指示 1: 下記の提供データの行を、冒頭の行から始めて「346 429 382 527」を含む行で終える範囲で、そのまま繰り返してください。両端の行も含めます。

相続の調停を考えたときに避けるべき理由といざという時の手順
「お母さんも兄弟もお父さんの相続に対して好き勝手なことを言ってばかりで、まったく分割内容が決まらないし、手続きも進められない・・・困ったな」
いざ相続の手続きを開始しようとすると相続人であるご家族がそれぞれ主張を始めてしまい、いつまでも結論が出ずお困りではないでしょうか。
遺言が残されていない場合は、相続財産を法定相続分で分けるか、もしくは遺産分割協議をおこなって相続人全員で話し合い合意をすることで自由な割合で分割するかのいずれかとなります。
相続人同士では話し合いがまとまらない場合の次のステップは「遺産分割調停」を選択することになります。ただし、調停に進んだり弁護士に依頼をするとお金と時間がかかることに覚悟が必要となります。
本記事では、「遺産分割調停」に進んだ場合のリスクと、それを加味して「遺産分割調停」を進める場合の手順についてご説明していきます。
Contents
1.相続で揉めても「遺産分割調停」ではなく話し合いで解決すべき
相続の際にトラブルが起きたときに利用する遺産分割調停とは、相続人同士の話し合いでは到底まとまらない場合に、家庭裁判所へ申立をおこない解決に向けて順次話し合いをしていくことです。
調停となると相続人のみなさんがそれぞれご自身の主張ばかりを話して有利に進めようとされることも多いのですが、調停では法的な根拠をもとにアドバイスを受けることになるため、結局納得がいかず平行線を続けることになりかねません。
そして調停においては話がまとまらないと審判に移りますが、審判ではおおよそ法定相続分での分割になることが多く、結局時間と弁護士費用等のお金をかけて法定相続分での分割になります。
法定相続分での財産分割に納得がいかない場合に調停を選択することも一つですが、結果的に法定相続分から弁護士等の費用を引いた金額を相続する可能性が高くなります。
この結論を知っている方は調停を選択せず、結論を家族に伝えて話し合いで終わるようにすることが良いかと思います。
図1:遺産分割協議で決裂したら次のステップは遺産分割調停
2.「遺産分割調停」をおススメしない4つの理由
1章でもご説明したとおり、調停で話し合いがまとまればいいのですが、結果的にまとまらないと審判に進んで法定相続分で分割する可能性が高くなります。
調停でなぜ結論が出づらいのか、調停のデメリットは何かという視点でおススメしない理由をご説明していきます。
2-1.合意に向けた話し合いをするだけで白黒はっきりする場ではない
遺産分割調停は裁判所で行われます。裁判所に行くとご自身は、裁判官・調停委員の方とお話をすることになります。他の相続人の方も同様に裁判官・調停委員の方に対して各自の想いを主張します。
裁判官と調停委員はそれぞれの相続人の想いを聞いて、他の相続人へ伝える役目を担い、前向きな解決策を提案することで相続人の皆さんが合意できるよう調整していきます。
しかし、遺産分割調停は合意を目指した話し合いを調整するだけのもので、裁判所からの提案も助言に留まります。決定事項とする強制力はありませんので、結局は相続人同士が話を聞いて折り合いをつけれるかどうかがポイントとなります。

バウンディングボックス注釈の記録

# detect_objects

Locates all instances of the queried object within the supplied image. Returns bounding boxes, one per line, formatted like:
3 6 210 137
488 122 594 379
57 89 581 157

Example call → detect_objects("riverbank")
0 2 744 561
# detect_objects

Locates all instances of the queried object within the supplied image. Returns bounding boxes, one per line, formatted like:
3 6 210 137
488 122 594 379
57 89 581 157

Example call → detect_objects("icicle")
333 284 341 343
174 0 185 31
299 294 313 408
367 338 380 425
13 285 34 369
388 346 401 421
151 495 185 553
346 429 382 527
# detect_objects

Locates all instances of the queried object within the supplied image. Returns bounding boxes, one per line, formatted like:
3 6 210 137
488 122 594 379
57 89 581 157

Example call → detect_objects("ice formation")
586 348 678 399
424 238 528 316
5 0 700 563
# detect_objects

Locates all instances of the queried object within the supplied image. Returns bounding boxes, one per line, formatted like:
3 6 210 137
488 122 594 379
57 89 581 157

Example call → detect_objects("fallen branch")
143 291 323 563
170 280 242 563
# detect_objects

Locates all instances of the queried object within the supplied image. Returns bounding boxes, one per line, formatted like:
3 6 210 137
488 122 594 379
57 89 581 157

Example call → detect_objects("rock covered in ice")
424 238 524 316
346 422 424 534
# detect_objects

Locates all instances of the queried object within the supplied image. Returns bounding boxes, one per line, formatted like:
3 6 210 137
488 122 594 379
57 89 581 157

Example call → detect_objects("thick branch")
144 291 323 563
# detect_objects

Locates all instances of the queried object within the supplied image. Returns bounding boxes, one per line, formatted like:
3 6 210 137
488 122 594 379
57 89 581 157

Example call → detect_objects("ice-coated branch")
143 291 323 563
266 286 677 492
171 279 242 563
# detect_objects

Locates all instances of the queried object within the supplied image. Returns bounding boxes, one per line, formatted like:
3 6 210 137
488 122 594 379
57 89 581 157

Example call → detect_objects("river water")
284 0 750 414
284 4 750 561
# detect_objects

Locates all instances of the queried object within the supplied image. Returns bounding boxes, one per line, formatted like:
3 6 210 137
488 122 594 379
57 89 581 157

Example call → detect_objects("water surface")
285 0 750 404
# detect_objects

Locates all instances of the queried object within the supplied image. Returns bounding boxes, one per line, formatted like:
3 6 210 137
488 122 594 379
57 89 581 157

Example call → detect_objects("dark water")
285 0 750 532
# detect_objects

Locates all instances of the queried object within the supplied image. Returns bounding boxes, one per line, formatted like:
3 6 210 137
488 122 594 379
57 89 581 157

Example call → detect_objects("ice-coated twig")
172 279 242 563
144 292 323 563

指示 2: 上記の遺産分割調停についての文章によれば、調停において話がまとまらない場合、何に移るとされていますか。

完全な解答 1:
# detect_objects

Locates all instances of the queried object within the supplied image. Returns bounding boxes, one per line, formatted like:
3 6 210 137
488 122 594 379
57 89 581 157

Example call → detect_objects("riverbank")
0 2 744 561
# detect_objects

Locates all instances of the queried object within the supplied image. Returns bounding boxes, one per line, formatted like:
3 6 210 137
488 122 594 379
57 89 581 157

Example call → detect_objects("icicle")
333 284 341 343
174 0 185 31
299 294 313 408
367 338 380 425
13 285 34 369
388 346 401 421
151 495 185 553
346 429 382 527

完全な解答 2: 審判に移ります。